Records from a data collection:
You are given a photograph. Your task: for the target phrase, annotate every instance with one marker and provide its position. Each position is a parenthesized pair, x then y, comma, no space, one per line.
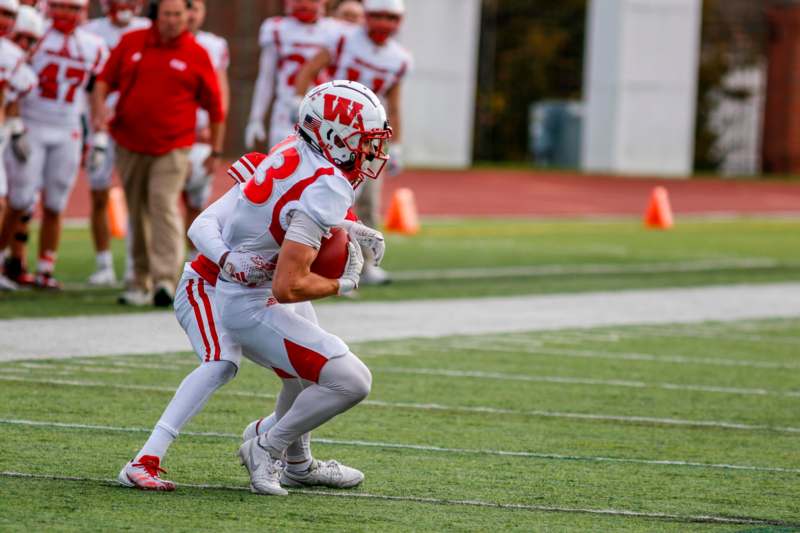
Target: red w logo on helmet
(342,110)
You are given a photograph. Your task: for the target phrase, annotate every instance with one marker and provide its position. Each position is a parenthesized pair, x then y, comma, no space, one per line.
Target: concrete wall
(641,85)
(439,97)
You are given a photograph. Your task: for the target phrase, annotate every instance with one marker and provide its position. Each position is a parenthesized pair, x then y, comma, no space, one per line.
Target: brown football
(332,256)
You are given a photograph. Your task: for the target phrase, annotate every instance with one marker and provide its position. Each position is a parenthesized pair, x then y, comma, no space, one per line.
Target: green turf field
(600,430)
(467,258)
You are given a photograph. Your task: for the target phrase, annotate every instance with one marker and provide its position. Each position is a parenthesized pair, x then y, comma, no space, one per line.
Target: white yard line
(150,333)
(464,344)
(441,501)
(583,381)
(419,447)
(117,367)
(667,422)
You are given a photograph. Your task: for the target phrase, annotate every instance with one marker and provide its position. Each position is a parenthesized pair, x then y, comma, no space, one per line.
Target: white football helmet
(346,123)
(29,23)
(395,7)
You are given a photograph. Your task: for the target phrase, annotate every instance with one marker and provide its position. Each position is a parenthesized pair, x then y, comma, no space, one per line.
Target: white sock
(189,399)
(104,260)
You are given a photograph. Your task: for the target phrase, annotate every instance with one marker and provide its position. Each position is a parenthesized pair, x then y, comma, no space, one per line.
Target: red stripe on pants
(210,317)
(198,316)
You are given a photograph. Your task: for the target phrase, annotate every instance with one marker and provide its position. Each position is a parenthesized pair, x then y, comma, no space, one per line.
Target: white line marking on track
(583,381)
(590,269)
(667,422)
(421,447)
(442,501)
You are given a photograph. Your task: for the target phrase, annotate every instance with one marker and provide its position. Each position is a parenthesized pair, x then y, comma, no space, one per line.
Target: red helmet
(67,21)
(121,12)
(306,11)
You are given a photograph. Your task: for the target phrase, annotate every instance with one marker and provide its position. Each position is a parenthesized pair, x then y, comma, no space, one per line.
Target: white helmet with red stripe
(345,122)
(66,21)
(121,11)
(8,10)
(395,7)
(29,23)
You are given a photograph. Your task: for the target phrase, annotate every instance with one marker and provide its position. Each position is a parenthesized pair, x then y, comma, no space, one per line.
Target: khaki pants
(153,186)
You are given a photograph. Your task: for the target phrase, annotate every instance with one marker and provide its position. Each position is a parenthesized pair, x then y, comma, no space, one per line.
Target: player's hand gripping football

What to do:
Your copy of the entries above must be exact and must not include pictures.

Result below:
You are given a photograph. Your task: for the target phrase, annotate every instance with one marker and provide its position. Each position is a parenthesized pair, x then y, comma, no space, one per line.
Target: red w logo on helmet
(342,110)
You are given a photograph. Your task: for the target phrase, annotate every instance with one marker and provide its position. Each position is a parenthesized pair, x then y, comma, no space, one per line.
Target: concrete wall
(641,85)
(439,97)
You are given a photograph. Your task: for the target phrase, annotate every instance with one marker and provide its position. Each position is a parenthesized pair, x then y, comma, no space, one per line.
Target: brown football
(332,256)
You are given a photograph. Your task: for the target phrase, annotate every instance with one marker and provide its position. Each position is a parenthesized pair, x then y, comma, no space, one per line.
Target: green turf field
(600,430)
(467,258)
You are given a photograph. Your task: for the target phrase, annotate every instance with one marker and provide its position. Each position is a parenthesized pair, x then y, comma, no space, one per line.
Target: white yard line
(150,333)
(464,344)
(441,501)
(583,381)
(419,447)
(117,367)
(667,422)
You are given a photograph. Your task: for the target phrase, annotate every instance with one marker and provide its position. Each position is a parenthesized pair, x then y, comma, no space, one per line.
Target: white football helmet
(346,123)
(29,23)
(395,7)
You are given a photograph. Your task: for the target phrase, annotate every instance with one marker and provide its position. Each position is a parenthesized pair, x then y, comma, no space, one per line.
Target: white sock
(189,399)
(104,260)
You are given a photograph. Your task: for the target phrase, annotate every instance with one marker and provide its position. Each position is a parenthesized pair, x then y, comma, no space, one per line.
Target: red stripe on pants
(210,317)
(198,316)
You are given a photograph. Your task: for the target phrase, annotate every instance with one marker and provide its position. Each position is a parenthesized pair, x then y, comma, no space, one per line.
Target: white line marking on track
(583,381)
(590,269)
(667,422)
(421,447)
(442,501)
You are given a photograph. Your task: for the target phrase, annotate every instance with one marker and provide its position. Each position is a parenthesized pair, x then y, comma, no space, one per line.
Target: red helmet
(67,21)
(121,12)
(306,11)
You are given a photograph. Your task: for the target phrase, annotate every instance with one marker and provide its position. Each position is a parenthesized pair, x then y, comma, no space, one per line.
Target: white helmet with red stripe
(345,122)
(66,21)
(121,11)
(8,10)
(395,7)
(29,23)
You are given a photograph. Your task: for the target phrase, annotate every instance with one marker and provide its position. Each position is a parenthesized pair, x then y, comma, no space, one per line.
Target: khaki pants
(153,186)
You are given a photograph. Your task: for the target phrase, annotate every instance with one marker and provide its position. Each position is a parenthesized pair, x then y, comma, no space, one per line.
Target: player's hand gripping football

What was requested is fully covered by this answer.